§ **Aim**:
Identify each line in the rows below that contains the word "background", and copy every such line in full.

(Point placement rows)
==========

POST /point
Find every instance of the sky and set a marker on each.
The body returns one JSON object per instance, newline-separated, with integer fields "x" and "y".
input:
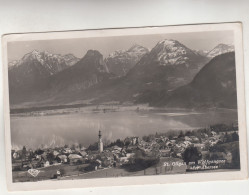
{"x": 106, "y": 45}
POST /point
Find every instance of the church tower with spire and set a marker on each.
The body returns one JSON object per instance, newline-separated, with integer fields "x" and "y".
{"x": 100, "y": 142}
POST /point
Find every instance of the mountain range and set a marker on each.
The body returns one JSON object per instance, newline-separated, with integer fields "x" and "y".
{"x": 121, "y": 61}
{"x": 213, "y": 86}
{"x": 135, "y": 75}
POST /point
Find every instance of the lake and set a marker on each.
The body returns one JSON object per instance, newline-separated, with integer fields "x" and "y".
{"x": 61, "y": 129}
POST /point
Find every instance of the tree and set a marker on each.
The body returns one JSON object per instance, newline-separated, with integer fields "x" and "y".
{"x": 50, "y": 157}
{"x": 235, "y": 137}
{"x": 24, "y": 152}
{"x": 181, "y": 135}
{"x": 191, "y": 154}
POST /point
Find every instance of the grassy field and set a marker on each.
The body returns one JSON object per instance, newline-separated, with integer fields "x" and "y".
{"x": 73, "y": 172}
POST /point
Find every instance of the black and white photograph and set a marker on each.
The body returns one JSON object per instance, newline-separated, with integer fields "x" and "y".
{"x": 125, "y": 103}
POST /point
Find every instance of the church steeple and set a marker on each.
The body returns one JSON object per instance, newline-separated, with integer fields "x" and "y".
{"x": 100, "y": 144}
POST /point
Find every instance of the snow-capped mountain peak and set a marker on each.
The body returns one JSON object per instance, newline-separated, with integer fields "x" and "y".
{"x": 121, "y": 61}
{"x": 220, "y": 49}
{"x": 171, "y": 52}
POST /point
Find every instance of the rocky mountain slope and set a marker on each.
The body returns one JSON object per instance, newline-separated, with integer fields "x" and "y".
{"x": 213, "y": 86}
{"x": 121, "y": 61}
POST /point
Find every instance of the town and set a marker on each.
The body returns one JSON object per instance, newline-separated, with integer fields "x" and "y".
{"x": 206, "y": 149}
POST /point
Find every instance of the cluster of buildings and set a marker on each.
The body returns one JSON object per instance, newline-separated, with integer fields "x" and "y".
{"x": 112, "y": 156}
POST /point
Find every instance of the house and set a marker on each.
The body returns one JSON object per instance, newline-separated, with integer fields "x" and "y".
{"x": 67, "y": 150}
{"x": 83, "y": 153}
{"x": 124, "y": 160}
{"x": 129, "y": 155}
{"x": 75, "y": 159}
{"x": 62, "y": 158}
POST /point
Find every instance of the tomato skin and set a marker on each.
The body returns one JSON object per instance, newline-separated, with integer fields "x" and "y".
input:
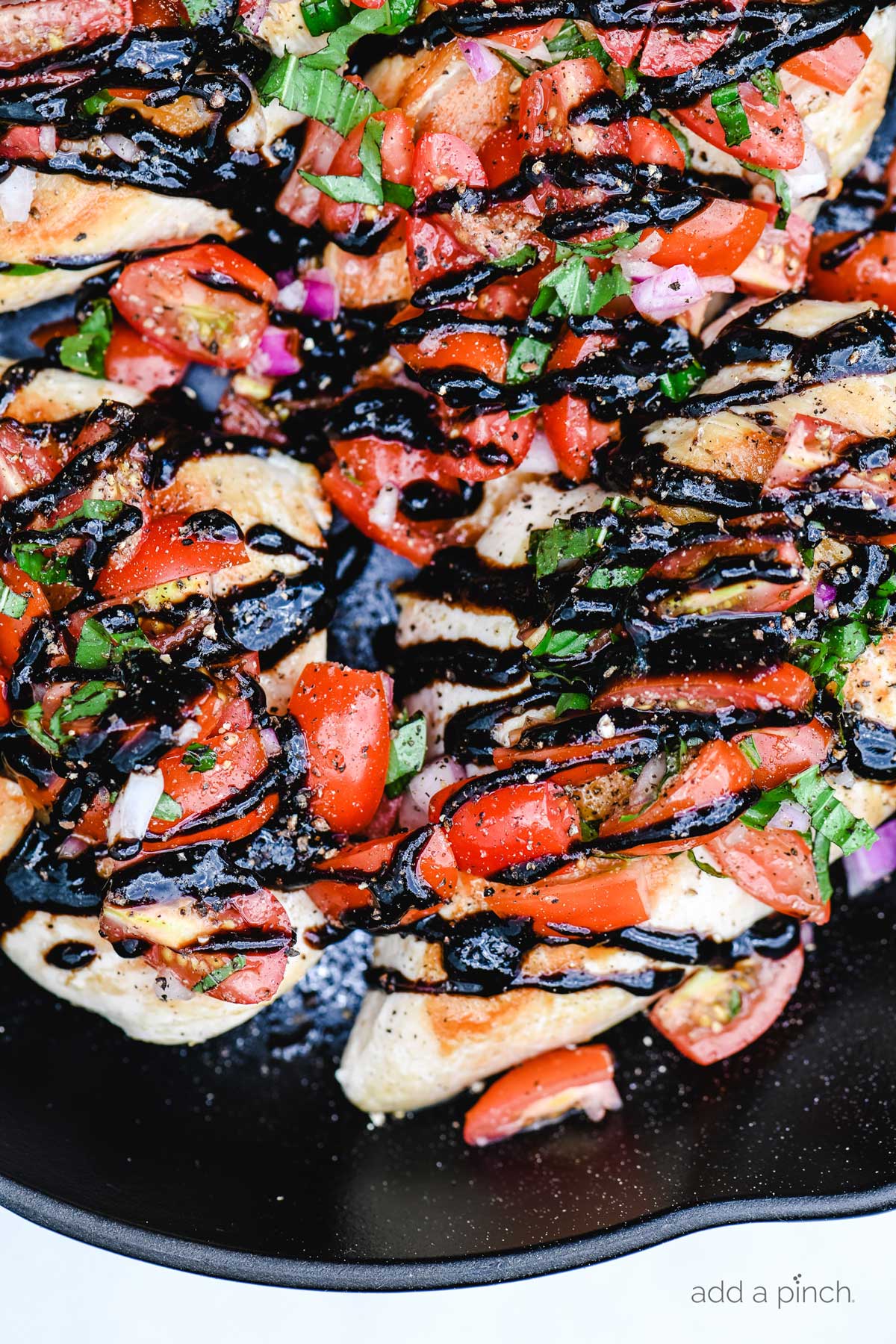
{"x": 511, "y": 826}
{"x": 139, "y": 363}
{"x": 868, "y": 275}
{"x": 781, "y": 685}
{"x": 262, "y": 976}
{"x": 344, "y": 715}
{"x": 777, "y": 132}
{"x": 573, "y": 432}
{"x": 547, "y": 99}
{"x": 13, "y": 629}
{"x": 715, "y": 241}
{"x": 527, "y": 1095}
{"x": 836, "y": 66}
{"x": 167, "y": 553}
{"x": 335, "y": 900}
{"x": 31, "y": 30}
{"x": 167, "y": 302}
{"x": 719, "y": 769}
{"x": 773, "y": 866}
{"x": 396, "y": 151}
{"x": 762, "y": 1004}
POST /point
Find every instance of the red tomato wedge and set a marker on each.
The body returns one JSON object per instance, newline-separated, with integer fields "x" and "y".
{"x": 867, "y": 275}
{"x": 40, "y": 27}
{"x": 137, "y": 362}
{"x": 203, "y": 302}
{"x": 344, "y": 715}
{"x": 718, "y": 771}
{"x": 775, "y": 132}
{"x": 261, "y": 976}
{"x": 773, "y": 866}
{"x": 511, "y": 826}
{"x": 168, "y": 551}
{"x": 544, "y": 1090}
{"x": 13, "y": 628}
{"x": 836, "y": 66}
{"x": 715, "y": 241}
{"x": 704, "y": 692}
{"x": 718, "y": 1012}
{"x": 437, "y": 868}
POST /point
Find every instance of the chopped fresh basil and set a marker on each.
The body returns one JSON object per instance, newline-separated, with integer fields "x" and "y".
{"x": 220, "y": 974}
{"x": 168, "y": 809}
{"x": 768, "y": 85}
{"x": 527, "y": 359}
{"x": 200, "y": 759}
{"x": 680, "y": 385}
{"x": 85, "y": 352}
{"x": 828, "y": 816}
{"x": 571, "y": 700}
{"x": 97, "y": 647}
{"x": 731, "y": 113}
{"x": 703, "y": 866}
{"x": 13, "y": 604}
{"x": 97, "y": 102}
{"x": 750, "y": 750}
{"x": 408, "y": 753}
{"x": 782, "y": 191}
{"x": 563, "y": 644}
{"x": 23, "y": 268}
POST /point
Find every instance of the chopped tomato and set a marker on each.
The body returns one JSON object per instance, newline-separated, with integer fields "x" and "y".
{"x": 573, "y": 432}
{"x": 718, "y": 1012}
{"x": 136, "y": 362}
{"x": 547, "y": 99}
{"x": 775, "y": 131}
{"x": 13, "y": 628}
{"x": 437, "y": 868}
{"x": 344, "y": 715}
{"x": 261, "y": 976}
{"x": 836, "y": 66}
{"x": 396, "y": 151}
{"x": 25, "y": 460}
{"x": 203, "y": 302}
{"x": 37, "y": 28}
{"x": 719, "y": 771}
{"x": 868, "y": 273}
{"x": 671, "y": 53}
{"x": 788, "y": 750}
{"x": 508, "y": 827}
{"x": 704, "y": 692}
{"x": 773, "y": 866}
{"x": 541, "y": 1092}
{"x": 168, "y": 550}
{"x": 715, "y": 241}
{"x": 364, "y": 468}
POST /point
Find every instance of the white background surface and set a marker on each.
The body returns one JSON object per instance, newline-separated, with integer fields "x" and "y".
{"x": 58, "y": 1292}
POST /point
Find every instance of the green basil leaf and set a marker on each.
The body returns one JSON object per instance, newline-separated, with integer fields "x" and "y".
{"x": 408, "y": 753}
{"x": 85, "y": 352}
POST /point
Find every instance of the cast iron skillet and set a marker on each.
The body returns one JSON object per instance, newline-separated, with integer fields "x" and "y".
{"x": 242, "y": 1159}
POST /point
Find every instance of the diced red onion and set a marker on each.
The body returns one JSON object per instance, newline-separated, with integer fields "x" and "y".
{"x": 825, "y": 594}
{"x": 867, "y": 867}
{"x": 385, "y": 508}
{"x": 484, "y": 63}
{"x": 598, "y": 1098}
{"x": 124, "y": 148}
{"x": 415, "y": 800}
{"x": 274, "y": 358}
{"x": 16, "y": 194}
{"x": 790, "y": 816}
{"x": 314, "y": 293}
{"x": 648, "y": 783}
{"x": 134, "y": 806}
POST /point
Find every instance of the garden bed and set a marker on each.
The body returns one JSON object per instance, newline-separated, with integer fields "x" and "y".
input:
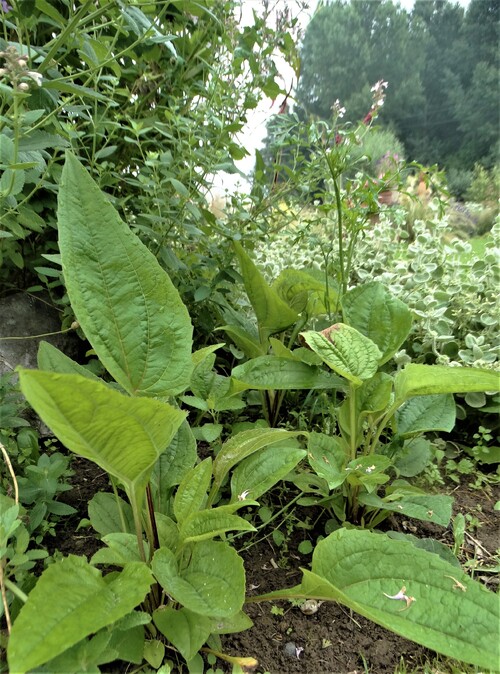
{"x": 284, "y": 638}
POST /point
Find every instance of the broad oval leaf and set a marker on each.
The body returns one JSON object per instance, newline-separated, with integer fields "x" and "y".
{"x": 70, "y": 601}
{"x": 451, "y": 613}
{"x": 51, "y": 359}
{"x": 277, "y": 373}
{"x": 244, "y": 444}
{"x": 420, "y": 380}
{"x": 213, "y": 584}
{"x": 191, "y": 495}
{"x": 346, "y": 351}
{"x": 328, "y": 457}
{"x": 128, "y": 308}
{"x": 259, "y": 472}
{"x": 188, "y": 631}
{"x": 305, "y": 293}
{"x": 434, "y": 508}
{"x": 273, "y": 314}
{"x": 123, "y": 435}
{"x": 426, "y": 413}
{"x": 385, "y": 319}
{"x": 175, "y": 461}
{"x": 210, "y": 523}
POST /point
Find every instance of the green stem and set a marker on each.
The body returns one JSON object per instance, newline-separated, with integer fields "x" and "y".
{"x": 119, "y": 505}
{"x": 138, "y": 524}
{"x": 338, "y": 201}
{"x": 15, "y": 590}
{"x": 353, "y": 421}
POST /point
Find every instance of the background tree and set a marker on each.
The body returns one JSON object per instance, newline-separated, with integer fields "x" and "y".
{"x": 440, "y": 60}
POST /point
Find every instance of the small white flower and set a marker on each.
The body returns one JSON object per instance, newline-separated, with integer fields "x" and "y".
{"x": 37, "y": 77}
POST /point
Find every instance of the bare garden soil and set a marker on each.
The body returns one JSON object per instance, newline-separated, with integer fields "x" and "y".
{"x": 284, "y": 639}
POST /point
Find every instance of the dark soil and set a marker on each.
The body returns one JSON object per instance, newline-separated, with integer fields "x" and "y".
{"x": 284, "y": 639}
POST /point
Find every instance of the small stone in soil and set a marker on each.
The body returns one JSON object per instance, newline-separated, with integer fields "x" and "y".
{"x": 291, "y": 650}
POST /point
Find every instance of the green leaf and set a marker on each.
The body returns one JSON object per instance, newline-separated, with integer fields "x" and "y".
{"x": 372, "y": 396}
{"x": 188, "y": 631}
{"x": 176, "y": 460}
{"x": 244, "y": 444}
{"x": 41, "y": 140}
{"x": 434, "y": 508}
{"x": 50, "y": 359}
{"x": 413, "y": 457}
{"x": 327, "y": 456}
{"x": 213, "y": 584}
{"x": 359, "y": 568}
{"x": 121, "y": 549}
{"x": 420, "y": 380}
{"x": 123, "y": 435}
{"x": 210, "y": 523}
{"x": 426, "y": 413}
{"x": 386, "y": 320}
{"x": 273, "y": 315}
{"x": 368, "y": 471}
{"x": 191, "y": 495}
{"x": 70, "y": 601}
{"x": 346, "y": 351}
{"x": 70, "y": 88}
{"x": 236, "y": 623}
{"x": 244, "y": 341}
{"x": 304, "y": 293}
{"x": 126, "y": 304}
{"x": 275, "y": 373}
{"x": 258, "y": 473}
{"x": 154, "y": 652}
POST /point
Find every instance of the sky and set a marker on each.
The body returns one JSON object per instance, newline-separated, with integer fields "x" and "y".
{"x": 253, "y": 135}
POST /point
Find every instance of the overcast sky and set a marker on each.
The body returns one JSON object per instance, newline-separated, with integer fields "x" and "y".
{"x": 253, "y": 134}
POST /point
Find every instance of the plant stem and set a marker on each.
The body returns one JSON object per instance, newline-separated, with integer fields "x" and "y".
{"x": 138, "y": 524}
{"x": 338, "y": 201}
{"x": 353, "y": 420}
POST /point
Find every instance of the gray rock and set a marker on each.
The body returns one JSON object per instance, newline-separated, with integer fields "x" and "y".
{"x": 23, "y": 315}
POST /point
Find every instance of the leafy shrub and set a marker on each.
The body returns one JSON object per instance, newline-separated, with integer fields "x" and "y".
{"x": 459, "y": 181}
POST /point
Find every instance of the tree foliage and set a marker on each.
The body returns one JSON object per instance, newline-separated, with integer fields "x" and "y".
{"x": 440, "y": 60}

==========

§ **Response to the task**:
Find every instance of the white background surface and set a marker on each.
Find every instance of the background tree and set a marker on each.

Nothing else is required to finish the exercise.